QUÉ ENTREGAR: Reproduce sin cambios las líneas del material, empezando por la que contiene "Point to the distant hill" y siguiendo hasta la que contiene "<point>646,304</point>", ambas incluidas.

MATERIAL DE ENTRADA:
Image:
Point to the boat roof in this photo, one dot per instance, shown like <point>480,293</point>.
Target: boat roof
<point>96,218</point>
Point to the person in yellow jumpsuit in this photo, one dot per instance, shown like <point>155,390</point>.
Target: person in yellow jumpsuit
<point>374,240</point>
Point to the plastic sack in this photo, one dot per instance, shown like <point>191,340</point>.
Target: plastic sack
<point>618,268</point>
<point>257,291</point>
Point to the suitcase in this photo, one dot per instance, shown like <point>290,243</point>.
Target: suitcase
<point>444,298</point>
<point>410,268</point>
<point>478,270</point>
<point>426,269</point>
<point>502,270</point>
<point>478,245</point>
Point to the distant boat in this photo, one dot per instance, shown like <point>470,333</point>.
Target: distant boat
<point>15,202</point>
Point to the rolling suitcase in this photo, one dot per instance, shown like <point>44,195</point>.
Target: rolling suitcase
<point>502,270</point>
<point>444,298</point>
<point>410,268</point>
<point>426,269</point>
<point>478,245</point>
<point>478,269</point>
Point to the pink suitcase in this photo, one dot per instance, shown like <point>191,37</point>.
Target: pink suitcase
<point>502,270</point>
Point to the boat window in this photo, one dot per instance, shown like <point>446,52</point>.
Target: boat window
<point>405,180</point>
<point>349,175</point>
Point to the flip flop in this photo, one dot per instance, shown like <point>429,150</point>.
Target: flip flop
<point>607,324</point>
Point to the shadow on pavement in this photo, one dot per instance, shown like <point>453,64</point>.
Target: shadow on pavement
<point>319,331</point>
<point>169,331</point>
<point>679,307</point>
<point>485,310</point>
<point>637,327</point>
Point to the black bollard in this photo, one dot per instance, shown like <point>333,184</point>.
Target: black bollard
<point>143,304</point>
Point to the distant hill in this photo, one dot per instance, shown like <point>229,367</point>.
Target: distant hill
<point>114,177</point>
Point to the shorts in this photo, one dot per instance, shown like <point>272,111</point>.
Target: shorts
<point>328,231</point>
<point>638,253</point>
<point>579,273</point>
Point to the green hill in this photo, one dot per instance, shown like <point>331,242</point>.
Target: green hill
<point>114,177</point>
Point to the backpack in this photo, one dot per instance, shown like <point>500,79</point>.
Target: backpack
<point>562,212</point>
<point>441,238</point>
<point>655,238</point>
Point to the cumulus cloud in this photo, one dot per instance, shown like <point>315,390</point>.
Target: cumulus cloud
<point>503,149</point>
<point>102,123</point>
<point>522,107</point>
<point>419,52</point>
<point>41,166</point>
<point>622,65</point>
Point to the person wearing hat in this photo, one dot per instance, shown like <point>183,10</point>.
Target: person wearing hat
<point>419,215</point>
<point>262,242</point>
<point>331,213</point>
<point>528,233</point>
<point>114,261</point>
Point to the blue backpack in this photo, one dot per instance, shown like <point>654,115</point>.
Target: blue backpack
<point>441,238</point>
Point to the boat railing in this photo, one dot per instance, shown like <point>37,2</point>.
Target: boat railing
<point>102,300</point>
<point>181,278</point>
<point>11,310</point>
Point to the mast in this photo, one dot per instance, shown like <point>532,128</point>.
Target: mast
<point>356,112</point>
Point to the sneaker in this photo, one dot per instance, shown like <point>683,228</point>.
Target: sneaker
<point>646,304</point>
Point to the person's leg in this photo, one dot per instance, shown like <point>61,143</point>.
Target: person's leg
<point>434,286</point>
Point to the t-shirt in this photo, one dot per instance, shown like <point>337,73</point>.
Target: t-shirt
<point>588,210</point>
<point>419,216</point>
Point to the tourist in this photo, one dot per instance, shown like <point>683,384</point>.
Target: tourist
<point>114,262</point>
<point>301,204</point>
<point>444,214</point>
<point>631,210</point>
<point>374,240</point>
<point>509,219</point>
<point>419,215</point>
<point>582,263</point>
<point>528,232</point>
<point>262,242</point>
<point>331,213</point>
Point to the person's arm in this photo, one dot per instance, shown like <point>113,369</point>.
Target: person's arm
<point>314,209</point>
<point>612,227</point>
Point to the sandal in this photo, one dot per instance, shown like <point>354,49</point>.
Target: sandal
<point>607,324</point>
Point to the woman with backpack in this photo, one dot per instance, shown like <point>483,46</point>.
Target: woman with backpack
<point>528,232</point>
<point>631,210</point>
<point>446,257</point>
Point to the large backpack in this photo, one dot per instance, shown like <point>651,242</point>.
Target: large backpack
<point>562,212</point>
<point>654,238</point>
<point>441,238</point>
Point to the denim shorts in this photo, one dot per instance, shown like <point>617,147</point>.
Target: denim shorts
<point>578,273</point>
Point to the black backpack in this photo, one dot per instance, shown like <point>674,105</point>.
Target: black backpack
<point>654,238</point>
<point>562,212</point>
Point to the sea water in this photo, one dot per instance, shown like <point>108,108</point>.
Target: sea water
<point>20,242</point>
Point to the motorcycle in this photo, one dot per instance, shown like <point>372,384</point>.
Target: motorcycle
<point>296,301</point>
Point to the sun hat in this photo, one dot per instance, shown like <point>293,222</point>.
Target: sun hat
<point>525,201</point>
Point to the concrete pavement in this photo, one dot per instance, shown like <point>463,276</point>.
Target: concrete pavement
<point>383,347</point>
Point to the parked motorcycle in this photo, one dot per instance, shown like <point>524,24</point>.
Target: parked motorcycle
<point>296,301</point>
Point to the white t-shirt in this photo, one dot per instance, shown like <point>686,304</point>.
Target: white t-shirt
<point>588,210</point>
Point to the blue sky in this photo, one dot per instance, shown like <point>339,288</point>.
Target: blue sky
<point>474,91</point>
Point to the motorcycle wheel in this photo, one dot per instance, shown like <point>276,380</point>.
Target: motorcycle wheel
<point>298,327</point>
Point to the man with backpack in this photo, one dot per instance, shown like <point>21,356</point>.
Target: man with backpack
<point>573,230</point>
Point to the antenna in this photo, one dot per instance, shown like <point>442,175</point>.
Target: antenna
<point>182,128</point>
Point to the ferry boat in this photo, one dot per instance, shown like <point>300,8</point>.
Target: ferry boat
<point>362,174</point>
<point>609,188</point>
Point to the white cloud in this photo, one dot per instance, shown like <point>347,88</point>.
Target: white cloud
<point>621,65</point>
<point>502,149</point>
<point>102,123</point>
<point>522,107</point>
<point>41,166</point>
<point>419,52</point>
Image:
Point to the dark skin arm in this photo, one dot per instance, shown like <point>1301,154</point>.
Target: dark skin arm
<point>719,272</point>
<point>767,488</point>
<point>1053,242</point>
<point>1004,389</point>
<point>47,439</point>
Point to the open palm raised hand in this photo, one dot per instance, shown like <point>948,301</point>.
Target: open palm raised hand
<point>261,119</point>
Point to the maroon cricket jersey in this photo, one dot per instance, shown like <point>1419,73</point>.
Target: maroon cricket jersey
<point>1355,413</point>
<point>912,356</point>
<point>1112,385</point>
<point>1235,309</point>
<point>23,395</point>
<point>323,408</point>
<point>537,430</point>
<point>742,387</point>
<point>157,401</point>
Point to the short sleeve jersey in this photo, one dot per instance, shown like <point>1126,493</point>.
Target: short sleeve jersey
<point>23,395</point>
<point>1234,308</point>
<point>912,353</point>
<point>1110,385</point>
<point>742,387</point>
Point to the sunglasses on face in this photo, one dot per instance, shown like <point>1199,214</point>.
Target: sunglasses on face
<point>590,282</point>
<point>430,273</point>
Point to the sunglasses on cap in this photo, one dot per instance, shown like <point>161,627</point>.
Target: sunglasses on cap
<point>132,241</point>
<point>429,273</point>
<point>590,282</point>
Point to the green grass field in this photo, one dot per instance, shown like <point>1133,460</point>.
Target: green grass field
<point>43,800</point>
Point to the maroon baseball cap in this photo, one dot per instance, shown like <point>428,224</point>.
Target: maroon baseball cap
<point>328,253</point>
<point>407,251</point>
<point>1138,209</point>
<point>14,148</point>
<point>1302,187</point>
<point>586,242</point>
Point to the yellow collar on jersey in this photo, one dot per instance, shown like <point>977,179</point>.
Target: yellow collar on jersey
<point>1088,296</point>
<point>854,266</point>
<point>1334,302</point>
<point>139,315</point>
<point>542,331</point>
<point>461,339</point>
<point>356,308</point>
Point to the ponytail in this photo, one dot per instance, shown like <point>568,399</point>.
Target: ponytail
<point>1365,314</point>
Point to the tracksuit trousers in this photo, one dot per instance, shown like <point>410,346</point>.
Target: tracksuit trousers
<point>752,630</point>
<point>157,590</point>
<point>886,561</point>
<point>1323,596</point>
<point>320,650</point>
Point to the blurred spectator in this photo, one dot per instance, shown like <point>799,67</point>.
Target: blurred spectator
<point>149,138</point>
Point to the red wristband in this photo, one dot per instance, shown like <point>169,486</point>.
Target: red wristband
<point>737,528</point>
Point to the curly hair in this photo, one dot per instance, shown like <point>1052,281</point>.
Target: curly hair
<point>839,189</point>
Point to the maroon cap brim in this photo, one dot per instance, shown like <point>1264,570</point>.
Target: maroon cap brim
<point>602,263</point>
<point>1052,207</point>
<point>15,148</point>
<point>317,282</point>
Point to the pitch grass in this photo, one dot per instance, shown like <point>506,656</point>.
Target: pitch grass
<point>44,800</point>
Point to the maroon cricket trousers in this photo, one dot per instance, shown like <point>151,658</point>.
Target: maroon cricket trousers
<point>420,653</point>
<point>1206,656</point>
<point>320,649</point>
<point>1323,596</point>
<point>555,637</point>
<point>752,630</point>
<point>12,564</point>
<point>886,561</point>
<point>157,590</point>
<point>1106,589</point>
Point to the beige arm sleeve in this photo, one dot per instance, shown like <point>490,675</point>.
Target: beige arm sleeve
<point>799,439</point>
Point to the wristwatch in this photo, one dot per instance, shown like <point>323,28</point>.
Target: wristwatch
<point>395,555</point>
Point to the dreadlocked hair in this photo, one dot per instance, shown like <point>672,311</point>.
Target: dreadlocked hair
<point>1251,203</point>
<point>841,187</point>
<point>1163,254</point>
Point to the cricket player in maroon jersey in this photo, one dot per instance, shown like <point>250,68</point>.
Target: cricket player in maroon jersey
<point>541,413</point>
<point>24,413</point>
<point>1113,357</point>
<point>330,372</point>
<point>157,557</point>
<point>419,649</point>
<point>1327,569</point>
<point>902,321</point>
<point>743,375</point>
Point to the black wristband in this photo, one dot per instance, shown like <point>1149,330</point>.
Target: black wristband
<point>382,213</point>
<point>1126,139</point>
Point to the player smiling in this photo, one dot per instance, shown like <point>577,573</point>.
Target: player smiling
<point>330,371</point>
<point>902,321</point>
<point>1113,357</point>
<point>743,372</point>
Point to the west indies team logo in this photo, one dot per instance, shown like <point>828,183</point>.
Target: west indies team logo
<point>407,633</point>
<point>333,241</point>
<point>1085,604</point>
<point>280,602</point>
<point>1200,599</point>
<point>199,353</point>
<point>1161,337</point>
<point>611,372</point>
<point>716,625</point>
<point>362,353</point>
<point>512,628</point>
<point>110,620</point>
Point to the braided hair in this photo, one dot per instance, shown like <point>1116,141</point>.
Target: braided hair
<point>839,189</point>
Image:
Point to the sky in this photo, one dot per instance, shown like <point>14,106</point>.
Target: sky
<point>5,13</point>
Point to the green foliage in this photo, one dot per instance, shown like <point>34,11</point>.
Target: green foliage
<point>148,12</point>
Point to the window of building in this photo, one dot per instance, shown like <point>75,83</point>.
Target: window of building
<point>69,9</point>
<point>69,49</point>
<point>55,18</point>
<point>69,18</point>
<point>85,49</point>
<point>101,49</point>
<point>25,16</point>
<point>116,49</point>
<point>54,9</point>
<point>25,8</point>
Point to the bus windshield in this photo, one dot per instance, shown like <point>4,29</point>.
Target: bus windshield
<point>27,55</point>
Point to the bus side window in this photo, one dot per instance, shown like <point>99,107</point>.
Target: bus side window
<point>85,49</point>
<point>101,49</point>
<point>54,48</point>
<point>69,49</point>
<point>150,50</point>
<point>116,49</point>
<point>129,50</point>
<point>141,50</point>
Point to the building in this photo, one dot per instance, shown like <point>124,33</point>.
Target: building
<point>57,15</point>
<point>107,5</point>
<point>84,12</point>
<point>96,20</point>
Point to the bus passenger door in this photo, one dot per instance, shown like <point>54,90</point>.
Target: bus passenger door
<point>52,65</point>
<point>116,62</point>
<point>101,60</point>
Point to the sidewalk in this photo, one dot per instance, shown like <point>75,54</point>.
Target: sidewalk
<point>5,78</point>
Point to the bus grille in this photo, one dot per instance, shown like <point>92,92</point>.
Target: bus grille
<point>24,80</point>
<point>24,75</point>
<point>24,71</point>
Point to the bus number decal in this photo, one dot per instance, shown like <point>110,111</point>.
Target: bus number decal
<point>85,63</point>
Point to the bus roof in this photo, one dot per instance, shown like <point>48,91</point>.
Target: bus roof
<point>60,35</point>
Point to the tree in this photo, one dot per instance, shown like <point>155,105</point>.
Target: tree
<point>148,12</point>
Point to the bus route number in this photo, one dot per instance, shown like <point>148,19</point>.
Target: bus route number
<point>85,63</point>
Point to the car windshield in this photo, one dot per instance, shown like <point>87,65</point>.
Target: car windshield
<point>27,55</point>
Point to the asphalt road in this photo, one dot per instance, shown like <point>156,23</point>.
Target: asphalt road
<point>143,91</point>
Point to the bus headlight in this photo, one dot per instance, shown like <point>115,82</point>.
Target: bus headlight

RESPUESTA:
Point to the distant hill in this photo, one dot per instance, shown like <point>229,367</point>.
Target: distant hill
<point>114,177</point>
Point to the shorts in this photo, one dot per instance, shown like <point>272,111</point>.
Target: shorts
<point>328,231</point>
<point>638,253</point>
<point>579,273</point>
Point to the green hill in this photo, one dot per instance, shown like <point>331,242</point>.
Target: green hill
<point>114,177</point>
Point to the backpack in this photo, one dot per instance, shown like <point>500,79</point>.
Target: backpack
<point>562,212</point>
<point>441,238</point>
<point>655,238</point>
Point to the cumulus cloud in this photo, one dot per instance, shown like <point>315,390</point>.
Target: cumulus cloud
<point>503,149</point>
<point>102,123</point>
<point>522,107</point>
<point>419,52</point>
<point>41,166</point>
<point>622,65</point>
Point to the person wearing hat in this photo, one dot per instance, shown like <point>183,10</point>.
Target: person wearing hat
<point>419,215</point>
<point>262,242</point>
<point>331,213</point>
<point>528,233</point>
<point>114,261</point>
Point to the blue backpack in this photo, one dot per instance, shown like <point>654,115</point>.
Target: blue backpack
<point>441,238</point>
Point to the boat railing in this photo, one dot per instance, shown like <point>37,2</point>.
Target: boat railing
<point>102,300</point>
<point>181,278</point>
<point>11,310</point>
Point to the mast in this photo, one dot per instance, shown like <point>532,128</point>.
Target: mast
<point>356,112</point>
Point to the sneaker in this photo, one dot per instance, shown like <point>683,228</point>.
Target: sneaker
<point>646,304</point>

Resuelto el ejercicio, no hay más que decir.